== STUDY MATERIAL
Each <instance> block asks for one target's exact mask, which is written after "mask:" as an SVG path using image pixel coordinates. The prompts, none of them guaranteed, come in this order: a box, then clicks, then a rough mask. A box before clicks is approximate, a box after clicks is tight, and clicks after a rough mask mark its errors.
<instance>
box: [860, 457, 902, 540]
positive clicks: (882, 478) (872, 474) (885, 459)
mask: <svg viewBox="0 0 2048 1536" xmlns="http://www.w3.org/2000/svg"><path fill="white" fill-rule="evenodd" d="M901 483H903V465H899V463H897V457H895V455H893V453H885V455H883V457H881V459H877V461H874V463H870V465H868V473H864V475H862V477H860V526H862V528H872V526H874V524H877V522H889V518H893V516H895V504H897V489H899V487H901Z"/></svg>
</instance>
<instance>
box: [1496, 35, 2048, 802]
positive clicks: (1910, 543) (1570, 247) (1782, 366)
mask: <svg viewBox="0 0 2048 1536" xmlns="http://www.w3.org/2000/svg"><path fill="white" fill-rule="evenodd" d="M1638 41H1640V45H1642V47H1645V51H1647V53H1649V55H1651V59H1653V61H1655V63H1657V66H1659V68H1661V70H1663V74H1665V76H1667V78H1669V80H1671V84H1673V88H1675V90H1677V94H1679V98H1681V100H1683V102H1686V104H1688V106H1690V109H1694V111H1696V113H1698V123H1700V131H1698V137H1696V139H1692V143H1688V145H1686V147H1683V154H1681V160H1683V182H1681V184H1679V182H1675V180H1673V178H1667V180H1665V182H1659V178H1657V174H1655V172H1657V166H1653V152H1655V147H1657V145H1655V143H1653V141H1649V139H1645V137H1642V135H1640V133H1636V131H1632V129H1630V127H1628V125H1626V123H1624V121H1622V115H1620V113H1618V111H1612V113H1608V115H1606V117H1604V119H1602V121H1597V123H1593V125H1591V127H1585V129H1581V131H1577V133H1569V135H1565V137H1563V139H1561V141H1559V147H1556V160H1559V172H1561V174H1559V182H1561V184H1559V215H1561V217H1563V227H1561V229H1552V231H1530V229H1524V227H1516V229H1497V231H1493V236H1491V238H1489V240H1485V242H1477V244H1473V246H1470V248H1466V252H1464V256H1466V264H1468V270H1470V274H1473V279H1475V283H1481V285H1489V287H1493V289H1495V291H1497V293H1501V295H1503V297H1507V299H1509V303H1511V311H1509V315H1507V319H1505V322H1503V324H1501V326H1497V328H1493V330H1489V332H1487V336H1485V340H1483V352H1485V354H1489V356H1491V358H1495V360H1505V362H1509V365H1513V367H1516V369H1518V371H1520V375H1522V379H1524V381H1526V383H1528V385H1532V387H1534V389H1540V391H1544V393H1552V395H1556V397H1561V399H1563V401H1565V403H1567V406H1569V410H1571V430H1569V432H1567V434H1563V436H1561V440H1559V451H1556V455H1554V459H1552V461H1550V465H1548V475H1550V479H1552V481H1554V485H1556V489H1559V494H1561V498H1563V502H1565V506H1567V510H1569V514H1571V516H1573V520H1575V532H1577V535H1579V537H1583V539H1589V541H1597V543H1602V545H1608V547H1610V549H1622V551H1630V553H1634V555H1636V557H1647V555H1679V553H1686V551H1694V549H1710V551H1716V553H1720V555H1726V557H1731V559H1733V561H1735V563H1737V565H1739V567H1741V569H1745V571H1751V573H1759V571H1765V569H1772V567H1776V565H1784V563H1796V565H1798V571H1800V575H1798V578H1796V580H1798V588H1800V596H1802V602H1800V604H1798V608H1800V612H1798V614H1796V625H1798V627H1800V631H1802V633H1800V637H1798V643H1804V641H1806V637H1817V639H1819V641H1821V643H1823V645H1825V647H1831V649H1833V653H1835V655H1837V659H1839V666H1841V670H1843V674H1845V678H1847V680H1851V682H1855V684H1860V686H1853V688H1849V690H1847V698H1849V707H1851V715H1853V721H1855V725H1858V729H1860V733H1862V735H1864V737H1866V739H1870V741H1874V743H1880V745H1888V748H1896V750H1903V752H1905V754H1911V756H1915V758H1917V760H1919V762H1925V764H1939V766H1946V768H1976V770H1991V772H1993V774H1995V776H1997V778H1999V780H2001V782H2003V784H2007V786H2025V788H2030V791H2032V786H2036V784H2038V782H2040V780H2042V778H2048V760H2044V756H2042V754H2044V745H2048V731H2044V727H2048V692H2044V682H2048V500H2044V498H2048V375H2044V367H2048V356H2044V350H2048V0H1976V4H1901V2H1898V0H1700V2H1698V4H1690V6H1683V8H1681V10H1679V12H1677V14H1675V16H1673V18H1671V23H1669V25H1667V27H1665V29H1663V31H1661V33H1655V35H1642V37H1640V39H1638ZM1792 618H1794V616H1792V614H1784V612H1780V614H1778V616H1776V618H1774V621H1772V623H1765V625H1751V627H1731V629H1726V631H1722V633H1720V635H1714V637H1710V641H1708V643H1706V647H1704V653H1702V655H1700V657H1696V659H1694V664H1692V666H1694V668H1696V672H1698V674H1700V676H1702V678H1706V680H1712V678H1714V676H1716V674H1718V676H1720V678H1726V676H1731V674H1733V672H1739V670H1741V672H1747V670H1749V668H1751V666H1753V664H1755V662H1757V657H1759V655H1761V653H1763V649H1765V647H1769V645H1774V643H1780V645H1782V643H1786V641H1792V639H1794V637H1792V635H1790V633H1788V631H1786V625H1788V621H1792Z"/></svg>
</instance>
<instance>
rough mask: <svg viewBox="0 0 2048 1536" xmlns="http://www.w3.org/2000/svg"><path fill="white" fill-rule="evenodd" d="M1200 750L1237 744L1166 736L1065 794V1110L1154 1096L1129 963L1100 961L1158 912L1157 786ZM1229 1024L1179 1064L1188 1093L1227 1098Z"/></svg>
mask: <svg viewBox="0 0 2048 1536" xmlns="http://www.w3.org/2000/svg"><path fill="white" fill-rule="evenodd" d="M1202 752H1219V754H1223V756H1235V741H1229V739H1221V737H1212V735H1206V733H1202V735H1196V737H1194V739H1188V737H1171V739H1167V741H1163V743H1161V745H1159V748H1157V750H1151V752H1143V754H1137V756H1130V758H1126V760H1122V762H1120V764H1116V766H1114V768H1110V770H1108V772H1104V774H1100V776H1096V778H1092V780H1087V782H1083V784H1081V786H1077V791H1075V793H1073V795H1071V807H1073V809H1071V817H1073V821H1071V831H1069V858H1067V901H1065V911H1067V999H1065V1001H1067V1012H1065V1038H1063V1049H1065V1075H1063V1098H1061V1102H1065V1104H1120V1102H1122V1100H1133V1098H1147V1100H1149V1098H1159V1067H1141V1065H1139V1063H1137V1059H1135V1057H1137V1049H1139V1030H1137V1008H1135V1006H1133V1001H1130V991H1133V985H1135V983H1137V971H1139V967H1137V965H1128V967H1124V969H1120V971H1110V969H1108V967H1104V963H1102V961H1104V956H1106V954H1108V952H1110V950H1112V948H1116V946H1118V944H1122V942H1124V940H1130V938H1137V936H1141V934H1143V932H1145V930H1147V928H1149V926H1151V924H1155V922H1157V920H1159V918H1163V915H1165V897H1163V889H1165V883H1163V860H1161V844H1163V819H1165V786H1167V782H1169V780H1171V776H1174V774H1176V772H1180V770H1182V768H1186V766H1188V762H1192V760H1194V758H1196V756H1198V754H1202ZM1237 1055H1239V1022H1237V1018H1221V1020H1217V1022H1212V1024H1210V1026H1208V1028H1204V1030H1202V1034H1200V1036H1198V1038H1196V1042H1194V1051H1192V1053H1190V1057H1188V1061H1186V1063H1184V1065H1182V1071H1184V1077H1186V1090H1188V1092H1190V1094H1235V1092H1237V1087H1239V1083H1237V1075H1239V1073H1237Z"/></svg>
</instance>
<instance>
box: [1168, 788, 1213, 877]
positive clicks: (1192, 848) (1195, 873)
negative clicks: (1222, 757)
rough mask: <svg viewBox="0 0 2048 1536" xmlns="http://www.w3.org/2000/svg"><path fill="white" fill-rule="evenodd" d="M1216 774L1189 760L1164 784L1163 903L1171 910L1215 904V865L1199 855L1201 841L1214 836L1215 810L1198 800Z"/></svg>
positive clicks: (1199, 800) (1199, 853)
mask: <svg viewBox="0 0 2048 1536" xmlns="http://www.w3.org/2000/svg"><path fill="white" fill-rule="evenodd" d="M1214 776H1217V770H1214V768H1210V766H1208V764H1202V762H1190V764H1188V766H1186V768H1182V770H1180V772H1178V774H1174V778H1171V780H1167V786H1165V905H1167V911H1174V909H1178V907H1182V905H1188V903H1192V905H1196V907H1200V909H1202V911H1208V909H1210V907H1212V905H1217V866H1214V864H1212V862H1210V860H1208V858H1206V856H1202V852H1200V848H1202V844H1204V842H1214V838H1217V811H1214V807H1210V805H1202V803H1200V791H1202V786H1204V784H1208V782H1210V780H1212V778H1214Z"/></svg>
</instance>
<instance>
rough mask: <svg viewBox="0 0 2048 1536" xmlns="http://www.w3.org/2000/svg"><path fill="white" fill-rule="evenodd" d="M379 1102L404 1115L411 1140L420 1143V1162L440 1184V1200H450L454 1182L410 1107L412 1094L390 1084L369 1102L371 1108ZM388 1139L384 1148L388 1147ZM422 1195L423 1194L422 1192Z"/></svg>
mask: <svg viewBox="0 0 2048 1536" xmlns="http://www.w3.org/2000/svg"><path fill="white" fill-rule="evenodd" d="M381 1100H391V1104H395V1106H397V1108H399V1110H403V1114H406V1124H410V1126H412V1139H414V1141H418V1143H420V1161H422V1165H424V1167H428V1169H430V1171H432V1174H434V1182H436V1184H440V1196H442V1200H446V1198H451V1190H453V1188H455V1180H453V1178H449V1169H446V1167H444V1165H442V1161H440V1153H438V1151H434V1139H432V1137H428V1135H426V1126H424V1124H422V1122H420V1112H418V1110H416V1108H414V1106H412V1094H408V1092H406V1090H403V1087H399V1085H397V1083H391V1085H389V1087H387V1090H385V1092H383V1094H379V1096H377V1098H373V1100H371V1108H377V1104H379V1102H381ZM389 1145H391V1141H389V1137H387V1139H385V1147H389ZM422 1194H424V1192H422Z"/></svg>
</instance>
====
> _EXERCISE DESCRIPTION_: List each line in the rows above that contains the word "rough".

> _RESULT OF THIS EXERCISE_:
Each <instance> block asks for one target's exact mask, which is written after "mask:" as an SVG path using image pixel coordinates. The prompts, none of them guaranteed, come in this order: a box, then clicks, then a rough mask. A box before clicks is approximate, a box after clicks is tight, and clicks after a rough mask mark its errors.
rough mask: <svg viewBox="0 0 2048 1536" xmlns="http://www.w3.org/2000/svg"><path fill="white" fill-rule="evenodd" d="M1200 750L1237 744L1166 736L1065 794V1110L1154 1096L1129 963L1100 961L1158 912L1157 786ZM1229 1024L1179 1064L1188 1093L1227 1098Z"/></svg>
rough mask: <svg viewBox="0 0 2048 1536" xmlns="http://www.w3.org/2000/svg"><path fill="white" fill-rule="evenodd" d="M1216 774L1189 760L1164 784L1163 903L1171 910L1215 904V865L1199 855L1201 841L1214 836L1215 810L1198 800Z"/></svg>
rough mask: <svg viewBox="0 0 2048 1536" xmlns="http://www.w3.org/2000/svg"><path fill="white" fill-rule="evenodd" d="M379 1102L404 1115L411 1140L420 1143V1162L440 1184V1200H450L454 1182L410 1107L412 1094L390 1084L369 1102L371 1108ZM388 1139L384 1148L388 1147ZM422 1195L423 1194L422 1192Z"/></svg>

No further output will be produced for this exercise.